# START OF Input material

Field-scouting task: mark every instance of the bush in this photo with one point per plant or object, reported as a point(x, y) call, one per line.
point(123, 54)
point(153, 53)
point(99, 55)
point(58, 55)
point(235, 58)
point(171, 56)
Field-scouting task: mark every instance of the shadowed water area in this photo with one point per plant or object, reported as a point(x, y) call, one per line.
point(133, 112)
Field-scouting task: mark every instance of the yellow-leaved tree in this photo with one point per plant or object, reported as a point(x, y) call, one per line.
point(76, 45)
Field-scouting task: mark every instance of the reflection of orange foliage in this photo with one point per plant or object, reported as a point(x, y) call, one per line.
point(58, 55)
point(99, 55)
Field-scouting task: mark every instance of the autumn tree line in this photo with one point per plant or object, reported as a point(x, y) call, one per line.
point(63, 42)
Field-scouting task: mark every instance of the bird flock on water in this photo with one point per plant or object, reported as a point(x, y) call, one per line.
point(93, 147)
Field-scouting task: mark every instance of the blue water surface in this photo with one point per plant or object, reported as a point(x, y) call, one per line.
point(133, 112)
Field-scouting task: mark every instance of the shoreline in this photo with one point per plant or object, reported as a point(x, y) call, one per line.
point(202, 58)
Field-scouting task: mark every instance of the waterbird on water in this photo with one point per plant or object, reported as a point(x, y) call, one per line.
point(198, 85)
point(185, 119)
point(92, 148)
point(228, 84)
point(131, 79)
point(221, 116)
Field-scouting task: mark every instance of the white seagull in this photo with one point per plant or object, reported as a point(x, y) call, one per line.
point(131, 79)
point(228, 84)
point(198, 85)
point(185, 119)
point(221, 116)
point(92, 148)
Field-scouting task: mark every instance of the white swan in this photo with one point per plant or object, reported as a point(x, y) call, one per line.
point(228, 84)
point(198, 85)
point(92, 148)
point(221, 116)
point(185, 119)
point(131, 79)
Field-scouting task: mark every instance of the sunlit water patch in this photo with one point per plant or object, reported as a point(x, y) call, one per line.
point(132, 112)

# END OF Input material

Task details:
Output the records above in their entirety, exactly.

Full output:
Field-scouting task: mark every instance of the bush in this photo with one point per plant or object, reported as a point(x, y) call, one per line.
point(123, 54)
point(153, 53)
point(99, 55)
point(58, 55)
point(235, 58)
point(171, 56)
Field-scouting task: mark every instance of the shadowed water area in this photo with one point per plant or object, reported as a point(x, y) call, one per line.
point(133, 112)
Field-scouting task: mark every instance of the yellow-leaved tree in this photo with one point per plant or object, reported as a point(x, y) call, one per line.
point(76, 45)
Field-scouting task: mark every instance of the reflection of orange foliage in this photo with one point per plant or object, reported as a point(x, y) call, one per line.
point(58, 55)
point(99, 55)
Field-scouting task: mark every instance of the autumn tree line in this photo with one point per plant or object, reported as a point(x, y) call, one per line.
point(63, 42)
Field-scouting task: mark every instance of the bird flock on water in this photo with one point per plant or object, reported as a point(x, y) call, one per line.
point(93, 147)
Field-scouting task: mark every instance of the blue water surface in this photo with one point per plant or object, reported as a point(x, y) call, one per line.
point(133, 112)
Field-scouting task: mark every instance of the shoreline in this photo with one point per plant or object, reported as a point(x, y) call, one per line.
point(202, 58)
Field-scouting task: mark every instance of the waterbird on water in this photo with one point per plant or object, reported as a point(x, y) call, one per line.
point(198, 85)
point(185, 119)
point(92, 148)
point(228, 84)
point(131, 79)
point(221, 116)
Field-scouting task: mark every instance of the white seagull in this photo with one point per plant or object, reported as a point(x, y) call, one per line.
point(131, 79)
point(228, 84)
point(198, 85)
point(185, 119)
point(221, 116)
point(92, 148)
Field-scouting task: mark every instance of the white swan in this photo with one point per plant or object, reported as a point(x, y) call, one per line.
point(228, 84)
point(198, 85)
point(92, 148)
point(221, 116)
point(185, 119)
point(131, 79)
Field-scouting task: mark every instance of the sunlit water patch in this photo with one point per plant or object, reported as a point(x, y) call, one per line.
point(132, 112)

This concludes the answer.